### Your goal
For every line below, restate it exactly and drop the images.

** Listed entries follows **

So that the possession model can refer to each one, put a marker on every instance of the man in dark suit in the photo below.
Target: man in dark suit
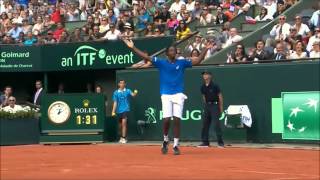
(38, 94)
(279, 54)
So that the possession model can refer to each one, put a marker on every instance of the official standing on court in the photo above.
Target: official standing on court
(213, 108)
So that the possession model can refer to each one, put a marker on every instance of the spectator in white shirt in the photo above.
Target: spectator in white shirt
(315, 52)
(113, 33)
(206, 17)
(233, 38)
(176, 6)
(302, 29)
(263, 16)
(298, 52)
(190, 5)
(315, 19)
(315, 37)
(281, 30)
(12, 107)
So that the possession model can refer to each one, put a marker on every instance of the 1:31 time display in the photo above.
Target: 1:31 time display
(87, 119)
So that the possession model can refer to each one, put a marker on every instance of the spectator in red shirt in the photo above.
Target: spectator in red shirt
(57, 33)
(55, 16)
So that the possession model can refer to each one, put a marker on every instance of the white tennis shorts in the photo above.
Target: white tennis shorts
(172, 105)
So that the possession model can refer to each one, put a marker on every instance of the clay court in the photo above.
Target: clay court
(132, 161)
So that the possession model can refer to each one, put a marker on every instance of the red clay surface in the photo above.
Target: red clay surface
(38, 162)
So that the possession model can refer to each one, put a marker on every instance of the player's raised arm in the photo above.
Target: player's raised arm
(140, 53)
(197, 60)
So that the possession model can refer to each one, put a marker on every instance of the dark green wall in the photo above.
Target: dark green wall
(250, 84)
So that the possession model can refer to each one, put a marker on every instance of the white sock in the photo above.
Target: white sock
(175, 142)
(166, 138)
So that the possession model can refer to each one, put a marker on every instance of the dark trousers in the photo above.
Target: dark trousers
(211, 112)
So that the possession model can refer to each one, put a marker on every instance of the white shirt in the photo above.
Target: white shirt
(276, 31)
(231, 40)
(12, 110)
(190, 6)
(311, 41)
(175, 7)
(304, 29)
(314, 54)
(265, 18)
(294, 55)
(112, 35)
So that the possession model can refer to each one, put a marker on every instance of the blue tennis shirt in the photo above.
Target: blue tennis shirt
(122, 97)
(171, 74)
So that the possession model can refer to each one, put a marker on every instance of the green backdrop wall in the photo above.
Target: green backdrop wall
(250, 84)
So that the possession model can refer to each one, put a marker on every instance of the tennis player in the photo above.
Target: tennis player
(171, 72)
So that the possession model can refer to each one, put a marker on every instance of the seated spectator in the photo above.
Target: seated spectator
(57, 33)
(172, 23)
(128, 33)
(143, 63)
(315, 51)
(233, 38)
(190, 5)
(15, 31)
(197, 44)
(29, 40)
(315, 18)
(258, 53)
(49, 39)
(298, 52)
(196, 13)
(281, 30)
(4, 98)
(279, 52)
(113, 33)
(176, 6)
(263, 16)
(148, 32)
(206, 17)
(76, 36)
(238, 56)
(38, 27)
(143, 19)
(243, 7)
(315, 37)
(221, 18)
(302, 29)
(182, 31)
(12, 106)
(281, 7)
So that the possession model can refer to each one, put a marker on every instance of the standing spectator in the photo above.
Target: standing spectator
(38, 94)
(302, 29)
(298, 52)
(315, 51)
(206, 17)
(258, 53)
(221, 18)
(238, 56)
(15, 31)
(57, 33)
(315, 37)
(233, 38)
(30, 40)
(176, 6)
(182, 31)
(279, 52)
(113, 33)
(12, 106)
(263, 16)
(4, 98)
(281, 30)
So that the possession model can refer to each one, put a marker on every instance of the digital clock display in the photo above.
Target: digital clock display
(86, 119)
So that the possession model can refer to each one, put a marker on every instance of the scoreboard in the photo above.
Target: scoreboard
(72, 118)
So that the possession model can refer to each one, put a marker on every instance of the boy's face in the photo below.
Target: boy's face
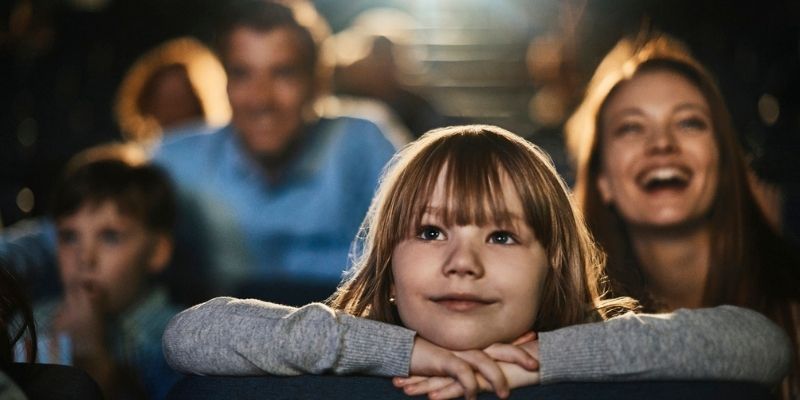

** End of Listed entries **

### Solution below
So that the possession model can refer to each one, put a marker on every instance of the man in dark suit in the photo below.
Target: man in dark suit
(38, 94)
(279, 54)
So that the possession model can refer to each one, put a marker on every instance of the official standing on court in the photo above.
Target: official standing on court
(213, 108)
So that the possession model can refer to each one, put a marker on every instance of the spectator in white shirt in the photo above.
Target: spectator in white shirt
(315, 52)
(113, 33)
(206, 17)
(233, 38)
(176, 6)
(302, 29)
(263, 16)
(298, 52)
(190, 5)
(315, 19)
(315, 37)
(281, 30)
(12, 107)
So that the possession model can refer to each one, put a marker on every instance of the 1:31 time display in the photo above.
Target: 1:31 time display
(87, 119)
So that the possession model can refer to each one, put a marker on every instance of the spectator in red shirt in the photo above.
Target: spectator in red shirt
(57, 33)
(55, 16)
So that the possession model can refer to each one, put a marker on every instance of the white tennis shorts in the photo above.
Target: white tennis shorts
(172, 105)
So that the possession model can refer to each one, put a marker on every instance of the clay court in the photo above.
Target: clay court
(132, 161)
So that the possession model can refer to each one, put a marker on every instance of the red clay surface in the photo above.
Target: red clay surface
(38, 162)
So that the possession model can refer to each one, put a marker on every instance of the player's raised arm in the photo above.
Target: player's raised arm
(140, 53)
(197, 60)
So that the possession model can refer to each one, put a marker on every instance of the dark green wall in the photo above.
Target: dark green wall
(250, 84)
So that the possession model can refer to each one, put a marker on every instance of the white sock in the photo above.
Target: white sock
(175, 142)
(166, 138)
So that the possession model can refer to each one, put a marker on every instance of the dark trousers in the photo above.
Target: dark trousers
(211, 112)
So that the possession model can refer to each one, put a marker on every instance of the white shirt in the photo above.
Target: white shirt
(276, 31)
(231, 40)
(12, 110)
(190, 6)
(311, 41)
(175, 7)
(304, 29)
(314, 54)
(265, 18)
(294, 55)
(112, 35)
So that the possession model can refer to each one, put a marker on every instance of the blue tennis shirt in the photo above.
Target: blue tennis shirt
(122, 97)
(171, 74)
So that the possession model can refer to each one, put a marker on every instance of the green backdrop wall in the photo above.
Target: green backdrop wall
(250, 84)
So that the possession model can refer to each one, put a marker on every instance of the tennis player in the photo above.
Target: tennis player
(171, 72)
So that the possession model can refer to each one, put a marker on every instance of the seated spectator in the photo above.
Target: seated spectator
(57, 33)
(172, 23)
(128, 33)
(143, 63)
(315, 51)
(233, 38)
(190, 5)
(15, 31)
(197, 44)
(29, 40)
(315, 18)
(258, 53)
(49, 39)
(298, 52)
(196, 13)
(281, 30)
(4, 98)
(279, 52)
(113, 33)
(176, 6)
(263, 16)
(148, 32)
(206, 17)
(76, 36)
(238, 56)
(38, 27)
(143, 19)
(243, 7)
(315, 37)
(221, 18)
(302, 29)
(182, 31)
(12, 106)
(281, 7)
So that the possession model can refer to each one, put a marker on every instance of the standing spectator in the photo above.
Target: standing spectator
(38, 94)
(302, 29)
(298, 52)
(315, 51)
(206, 17)
(258, 53)
(221, 18)
(238, 56)
(15, 31)
(57, 33)
(315, 37)
(233, 38)
(30, 40)
(176, 6)
(182, 31)
(279, 52)
(113, 33)
(12, 106)
(263, 16)
(4, 98)
(281, 30)
So that the possession model can refer to each one, put a marker on every instance of the digital clock display in the photo above.
Target: digital clock display
(86, 119)
So that the possession model can refer to each one, put a marker on every instance of the scoreboard in the photo above.
Target: scoreboard
(72, 118)
So that the possession model can refer to each one, put a marker on every instance of the boy's face in the photo below.
Target: boy's face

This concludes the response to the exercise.